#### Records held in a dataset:

______

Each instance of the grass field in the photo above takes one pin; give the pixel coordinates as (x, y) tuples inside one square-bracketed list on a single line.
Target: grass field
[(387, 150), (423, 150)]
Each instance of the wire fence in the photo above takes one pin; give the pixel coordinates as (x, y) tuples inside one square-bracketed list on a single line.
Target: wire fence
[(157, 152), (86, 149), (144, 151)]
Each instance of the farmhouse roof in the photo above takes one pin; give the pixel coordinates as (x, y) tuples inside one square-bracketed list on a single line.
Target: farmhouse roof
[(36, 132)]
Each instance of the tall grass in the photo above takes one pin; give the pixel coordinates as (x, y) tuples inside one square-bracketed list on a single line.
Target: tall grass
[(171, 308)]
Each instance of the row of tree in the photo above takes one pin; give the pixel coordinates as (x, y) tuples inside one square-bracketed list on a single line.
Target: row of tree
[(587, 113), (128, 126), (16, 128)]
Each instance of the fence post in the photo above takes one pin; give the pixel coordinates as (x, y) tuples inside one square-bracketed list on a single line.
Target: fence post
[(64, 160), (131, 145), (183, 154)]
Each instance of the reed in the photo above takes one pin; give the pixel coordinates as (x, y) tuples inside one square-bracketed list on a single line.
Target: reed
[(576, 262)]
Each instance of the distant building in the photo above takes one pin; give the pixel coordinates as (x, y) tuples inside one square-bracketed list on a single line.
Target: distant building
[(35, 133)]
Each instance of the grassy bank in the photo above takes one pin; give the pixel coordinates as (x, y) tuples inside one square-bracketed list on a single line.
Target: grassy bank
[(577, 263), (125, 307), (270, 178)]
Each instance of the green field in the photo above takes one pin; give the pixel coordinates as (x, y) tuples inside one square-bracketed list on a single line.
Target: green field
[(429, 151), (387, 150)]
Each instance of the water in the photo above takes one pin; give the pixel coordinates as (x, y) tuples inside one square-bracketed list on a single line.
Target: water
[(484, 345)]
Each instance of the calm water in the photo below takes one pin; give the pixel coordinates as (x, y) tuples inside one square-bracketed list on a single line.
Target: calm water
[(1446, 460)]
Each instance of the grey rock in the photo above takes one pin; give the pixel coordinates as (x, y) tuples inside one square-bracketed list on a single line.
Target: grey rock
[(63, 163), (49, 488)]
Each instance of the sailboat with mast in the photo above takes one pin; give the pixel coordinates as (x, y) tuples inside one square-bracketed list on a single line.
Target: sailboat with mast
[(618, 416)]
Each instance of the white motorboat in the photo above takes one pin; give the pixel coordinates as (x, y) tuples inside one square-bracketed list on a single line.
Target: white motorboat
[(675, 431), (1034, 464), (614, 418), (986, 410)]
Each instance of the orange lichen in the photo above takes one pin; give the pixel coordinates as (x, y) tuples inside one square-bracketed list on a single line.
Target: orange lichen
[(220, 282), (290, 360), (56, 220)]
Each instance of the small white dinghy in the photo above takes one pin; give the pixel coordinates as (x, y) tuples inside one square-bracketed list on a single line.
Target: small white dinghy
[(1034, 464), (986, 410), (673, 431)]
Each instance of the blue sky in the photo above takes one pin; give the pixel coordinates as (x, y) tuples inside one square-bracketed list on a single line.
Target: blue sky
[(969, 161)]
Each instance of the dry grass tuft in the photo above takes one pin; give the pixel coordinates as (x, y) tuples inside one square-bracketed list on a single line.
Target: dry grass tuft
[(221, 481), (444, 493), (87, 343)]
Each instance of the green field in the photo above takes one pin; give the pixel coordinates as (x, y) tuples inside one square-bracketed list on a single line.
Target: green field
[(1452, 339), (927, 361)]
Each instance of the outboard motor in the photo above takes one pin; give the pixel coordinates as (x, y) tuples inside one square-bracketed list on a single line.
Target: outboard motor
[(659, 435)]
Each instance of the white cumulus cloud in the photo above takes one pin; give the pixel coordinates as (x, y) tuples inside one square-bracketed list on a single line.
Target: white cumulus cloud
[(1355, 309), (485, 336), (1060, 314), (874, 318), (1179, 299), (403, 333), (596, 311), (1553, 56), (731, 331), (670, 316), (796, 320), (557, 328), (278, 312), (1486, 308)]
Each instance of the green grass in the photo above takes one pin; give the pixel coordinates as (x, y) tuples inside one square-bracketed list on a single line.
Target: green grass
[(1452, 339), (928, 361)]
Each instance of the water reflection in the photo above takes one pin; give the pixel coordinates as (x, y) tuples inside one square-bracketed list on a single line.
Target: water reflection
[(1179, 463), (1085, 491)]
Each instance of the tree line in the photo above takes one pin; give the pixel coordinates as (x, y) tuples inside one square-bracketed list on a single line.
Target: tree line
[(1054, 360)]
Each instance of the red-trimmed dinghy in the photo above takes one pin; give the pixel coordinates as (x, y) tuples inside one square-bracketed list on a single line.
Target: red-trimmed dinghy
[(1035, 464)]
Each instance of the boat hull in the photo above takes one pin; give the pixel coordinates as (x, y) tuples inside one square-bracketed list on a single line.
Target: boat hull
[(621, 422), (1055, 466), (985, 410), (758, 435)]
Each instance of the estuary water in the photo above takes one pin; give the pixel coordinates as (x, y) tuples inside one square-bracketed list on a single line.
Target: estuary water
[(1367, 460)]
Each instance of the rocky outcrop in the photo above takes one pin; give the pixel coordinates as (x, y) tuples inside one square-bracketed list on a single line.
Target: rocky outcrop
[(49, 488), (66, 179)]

______

Recast all of the items above as a JSON list of strings, with one string per line and no strings for blank lines.

#### Correct response:
[
  "Each instance of the grass field in the photo above takes one pin; give the pixel coordinates as (x, y) tuples inside one square-bracketed list on a single line.",
  "Target: grass field",
  "[(387, 150), (423, 150)]",
  "Each instance of the wire fence in the photo above takes one pin; give the pixel coordinates as (x, y) tuples inside one square-bracketed list on a single line.",
  "Target: wire fence",
  "[(157, 152), (86, 149), (144, 151)]",
  "Each instance of the farmhouse roof in the photo above takes one pin; give the pixel coordinates as (x, y) tuples inside one square-bracketed list on a single line.",
  "Target: farmhouse roof",
  "[(36, 132)]",
  "Each instance of the tall grass in the photo above takes one pin; give the pixel coordinates as (x, y) tuples inside one square-bracketed list on a single line.",
  "Target: tall grass",
  "[(171, 308)]",
  "Each instance of the row of tree in the photo above takes one pin; give the pixel coordinates as (x, y) tuples inside one square-bracketed list on a single line.",
  "Target: row of tree",
  "[(587, 113), (128, 126), (16, 128)]",
  "Each instance of the fence post in the photo above takes one pin; give the pixel coordinates as (x, y) tuples inside one square-bracketed list on a single line.",
  "Target: fence post",
  "[(64, 160), (131, 145), (183, 154)]",
  "Each instance of the reed in the photo above takes one pin; give the pixel coordinates as (x, y) tuples inside one square-bracketed list on a single line.",
  "Target: reed",
  "[(576, 262)]",
  "Each instance of the distant building in the photo above takes one pin; give the pixel coordinates as (x, y) tuples inside one square-bracketed list on a single line.",
  "Target: distant building",
  "[(35, 133)]",
  "Each instance of the grassy bank in the photo above takes one pin; give the pixel coordinates as (x, y) tuples inside one square-bracketed list on a single line.",
  "Target: grassy bank",
  "[(577, 263), (125, 307), (270, 178)]",
  "Each instance of the green field in the photo above takes one pin; give the pixel coordinates as (x, y) tuples inside one square-bracketed list on a single line.",
  "Target: green field",
  "[(429, 151), (387, 150)]",
  "Each instance of the water in the photo above takes one pin; give the pixel coordinates as (x, y) tuples inside one square-bracketed list on a single line.",
  "Target: water",
  "[(484, 345)]",
  "Each instance of the calm water in the photo below takes one pin; give the pixel coordinates as (x, y) tuples inside one square-bracketed list on a single line.",
  "Target: calm water",
  "[(1446, 460)]",
  "Each instance of the grey rock in the photo above takes one pin; give the pixel coordinates as (x, y) tuples inside one square-bracketed list on a single line.",
  "Target: grey rock",
  "[(63, 163), (49, 488)]",
  "Each instance of the sailboat with mast in the photo above takes one pin; give the pixel coordinates as (x, y) tuples inside one square-bracketed list on a single line.",
  "Target: sailboat with mast",
  "[(618, 416)]",
  "Each instance of the white motorboat in the photo above takes one pin; give the pixel coordinates as (x, y) tuples inside one square-bracketed list on a single line.",
  "Target: white motorboat",
  "[(675, 431), (1034, 464), (614, 418), (986, 410)]",
  "Each instance of the orange lichen in the photo above takes one pin; give the pixel coordinates as (x, y) tuples inside one square-bracketed list on a single line.",
  "Target: orange lichen",
  "[(220, 282), (290, 360), (56, 220)]",
  "Each instance of the small white dinghy in the photo above takes one pin; give the pixel coordinates as (x, y) tuples inside one square-bracketed list on a single line.",
  "Target: small white dinghy",
  "[(1034, 464), (986, 410), (673, 431)]",
  "Each instance of the blue sky in the photo above takes one pin; give the pixel coordinates as (x, y) tuples inside one square-bracketed list on a single line.",
  "Target: blue sky",
  "[(969, 161)]",
  "Each instance of the dry grass tuft in the photo above takes one pin; give the pixel coordinates as (x, y) tuples inside one square-bracketed list on a single line.",
  "Target: dry grass tuft",
  "[(221, 481), (444, 493), (87, 343)]",
  "Each instance of the green field in the photo above takes one pin; give the pixel coordinates as (x, y) tuples inside one square-bracketed list on a single line.",
  "Target: green field",
  "[(1452, 339), (927, 361)]",
  "Each instance of the outboard motor in the photo above takes one pin; give the pixel coordinates as (x, y) tuples inside one square-bracketed list on a single line.",
  "Target: outboard motor",
  "[(659, 435)]",
  "Each instance of the white cumulus cloud in the photo above takes one pin; give the pixel coordinates as (x, y) tuples inside one square-bracketed list on a single line.",
  "Target: white cumulus cloud",
  "[(1355, 309), (485, 336), (1060, 314), (874, 318), (1179, 299), (403, 333), (596, 311), (1553, 56), (731, 331), (670, 316), (796, 320), (557, 328), (278, 312), (1486, 308)]",
  "Each instance of the green grass in the photo above takes one pin; give the pixel coordinates as (x, y) tuples inside one square-bracketed list on a single line.",
  "Target: green grass",
  "[(1452, 339), (928, 361)]",
  "Each instance of the water reflection in the photo above takes one pin; give the pixel coordinates as (x, y) tuples inside one square-bracketed list on a single line.",
  "Target: water reflection",
  "[(1179, 463), (1085, 491)]",
  "Each instance of the tree line in the photo above takes one pin; give the pixel coordinates as (x, y) tuples inside one square-bracketed list on a single line.",
  "Target: tree line",
  "[(1054, 360)]",
  "Each instance of the red-trimmed dinghy in the photo above takes one pin; give the pixel coordinates as (x, y) tuples inside one square-bracketed list on a single line.",
  "Target: red-trimmed dinghy",
  "[(1035, 464)]",
  "Each instance of the boat hull in the photo above takes one pin; give the pixel coordinates as (x, y) tuples inside one square-bracketed list on a single line.",
  "Target: boat hull",
  "[(621, 422), (1055, 466), (985, 410), (758, 435)]",
  "Each instance of the estuary water in the photo above takes one pin; give the pixel coordinates as (x, y) tuples inside one square-bracketed list on a single line.",
  "Target: estuary water",
  "[(1367, 460)]",
  "Each instance of the rocky outcrop in the photo above takes one pin; give the pixel coordinates as (x, y) tuples inside one square-bracketed list on a single line.",
  "Target: rocky outcrop",
  "[(49, 488), (66, 179)]"
]